**Your objective**
Reproduce every one of the following rows verbatim.
[start of Dataset content]
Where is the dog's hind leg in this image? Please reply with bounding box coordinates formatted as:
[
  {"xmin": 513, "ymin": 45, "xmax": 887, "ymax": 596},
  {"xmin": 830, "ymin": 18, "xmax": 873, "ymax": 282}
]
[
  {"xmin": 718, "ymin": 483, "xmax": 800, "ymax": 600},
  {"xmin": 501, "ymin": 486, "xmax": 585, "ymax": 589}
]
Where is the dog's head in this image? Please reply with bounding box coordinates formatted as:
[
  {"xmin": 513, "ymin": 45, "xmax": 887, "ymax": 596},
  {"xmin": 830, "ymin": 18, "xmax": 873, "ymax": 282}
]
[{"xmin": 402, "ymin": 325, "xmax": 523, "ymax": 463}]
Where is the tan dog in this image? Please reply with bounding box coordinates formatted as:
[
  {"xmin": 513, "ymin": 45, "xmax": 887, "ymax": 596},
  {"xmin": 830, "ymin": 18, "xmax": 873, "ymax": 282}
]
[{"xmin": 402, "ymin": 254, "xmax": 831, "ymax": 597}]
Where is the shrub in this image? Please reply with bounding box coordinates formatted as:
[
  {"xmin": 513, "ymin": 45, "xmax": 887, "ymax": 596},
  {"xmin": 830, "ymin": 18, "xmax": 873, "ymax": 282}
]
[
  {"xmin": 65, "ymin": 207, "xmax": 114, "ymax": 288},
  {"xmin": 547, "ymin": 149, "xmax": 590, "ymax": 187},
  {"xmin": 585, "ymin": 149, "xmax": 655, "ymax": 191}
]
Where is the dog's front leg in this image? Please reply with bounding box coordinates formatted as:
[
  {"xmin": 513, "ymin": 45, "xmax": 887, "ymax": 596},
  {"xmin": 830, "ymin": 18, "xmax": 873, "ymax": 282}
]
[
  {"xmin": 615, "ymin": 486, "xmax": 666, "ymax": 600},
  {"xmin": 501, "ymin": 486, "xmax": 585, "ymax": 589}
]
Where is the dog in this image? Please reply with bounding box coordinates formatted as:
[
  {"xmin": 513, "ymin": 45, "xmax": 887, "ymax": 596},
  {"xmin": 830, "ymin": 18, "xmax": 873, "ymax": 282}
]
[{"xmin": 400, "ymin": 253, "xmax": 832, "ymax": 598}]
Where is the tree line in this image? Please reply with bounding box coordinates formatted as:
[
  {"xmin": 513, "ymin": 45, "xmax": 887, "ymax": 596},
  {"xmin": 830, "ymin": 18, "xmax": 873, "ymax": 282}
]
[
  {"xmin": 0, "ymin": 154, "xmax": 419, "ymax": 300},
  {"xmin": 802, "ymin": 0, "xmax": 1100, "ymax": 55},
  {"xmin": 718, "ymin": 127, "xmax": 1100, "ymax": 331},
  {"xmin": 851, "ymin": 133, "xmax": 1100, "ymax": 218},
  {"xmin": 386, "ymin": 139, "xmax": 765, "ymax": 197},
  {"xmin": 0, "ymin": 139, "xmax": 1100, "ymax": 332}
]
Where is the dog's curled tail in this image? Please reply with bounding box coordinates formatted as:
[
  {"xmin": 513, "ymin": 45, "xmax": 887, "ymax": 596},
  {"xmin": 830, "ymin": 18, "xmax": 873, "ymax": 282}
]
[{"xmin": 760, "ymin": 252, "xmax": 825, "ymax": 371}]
[end of Dataset content]
**Task response**
Where is the dog's hind leg in this image? Please reply with bounding box coordinates formatted as:
[
  {"xmin": 513, "ymin": 45, "xmax": 887, "ymax": 596},
  {"xmin": 830, "ymin": 18, "xmax": 873, "ymax": 282}
]
[
  {"xmin": 718, "ymin": 483, "xmax": 800, "ymax": 600},
  {"xmin": 501, "ymin": 486, "xmax": 585, "ymax": 589}
]
Where is the dog's head in this image? Please reply with bounding box coordinates formatted as:
[
  {"xmin": 513, "ymin": 45, "xmax": 887, "ymax": 596},
  {"xmin": 830, "ymin": 18, "xmax": 873, "ymax": 282}
]
[{"xmin": 402, "ymin": 325, "xmax": 523, "ymax": 463}]
Where is the tan dog in this image? Please reply with bounding box coordinates formatted as:
[
  {"xmin": 513, "ymin": 45, "xmax": 887, "ymax": 596},
  {"xmin": 830, "ymin": 18, "xmax": 873, "ymax": 282}
]
[{"xmin": 402, "ymin": 254, "xmax": 831, "ymax": 597}]
Where is the shrub in this image? Please reply with bounding box coordinates formatted as:
[
  {"xmin": 513, "ymin": 45, "xmax": 887, "ymax": 596},
  {"xmin": 830, "ymin": 18, "xmax": 873, "ymax": 282}
]
[
  {"xmin": 65, "ymin": 207, "xmax": 114, "ymax": 288},
  {"xmin": 547, "ymin": 149, "xmax": 590, "ymax": 187},
  {"xmin": 585, "ymin": 149, "xmax": 655, "ymax": 191}
]
Where is the dog's front leg in this image? Please reply with bounding box coordinates formatted as:
[
  {"xmin": 513, "ymin": 45, "xmax": 887, "ymax": 596},
  {"xmin": 830, "ymin": 18, "xmax": 873, "ymax": 282}
]
[
  {"xmin": 615, "ymin": 486, "xmax": 666, "ymax": 600},
  {"xmin": 501, "ymin": 486, "xmax": 585, "ymax": 589}
]
Where is the dog in this image? Please reply with bounding box coordinates formatted as:
[
  {"xmin": 513, "ymin": 45, "xmax": 887, "ymax": 596},
  {"xmin": 830, "ymin": 18, "xmax": 873, "ymax": 282}
]
[{"xmin": 400, "ymin": 253, "xmax": 832, "ymax": 598}]
Where is the tree line in this image? Please reply with bounding box coordinates formatted as:
[
  {"xmin": 513, "ymin": 45, "xmax": 887, "ymax": 596},
  {"xmin": 830, "ymin": 18, "xmax": 873, "ymax": 282}
]
[
  {"xmin": 0, "ymin": 154, "xmax": 419, "ymax": 300},
  {"xmin": 802, "ymin": 0, "xmax": 1100, "ymax": 55},
  {"xmin": 718, "ymin": 127, "xmax": 1100, "ymax": 331},
  {"xmin": 851, "ymin": 133, "xmax": 1100, "ymax": 218},
  {"xmin": 386, "ymin": 139, "xmax": 765, "ymax": 197},
  {"xmin": 0, "ymin": 139, "xmax": 1100, "ymax": 332}
]
Where is the dog's curled tail in this image? Please reply with bounding box coordinates formatted as:
[
  {"xmin": 513, "ymin": 45, "xmax": 887, "ymax": 596},
  {"xmin": 830, "ymin": 18, "xmax": 873, "ymax": 282}
]
[{"xmin": 760, "ymin": 252, "xmax": 825, "ymax": 371}]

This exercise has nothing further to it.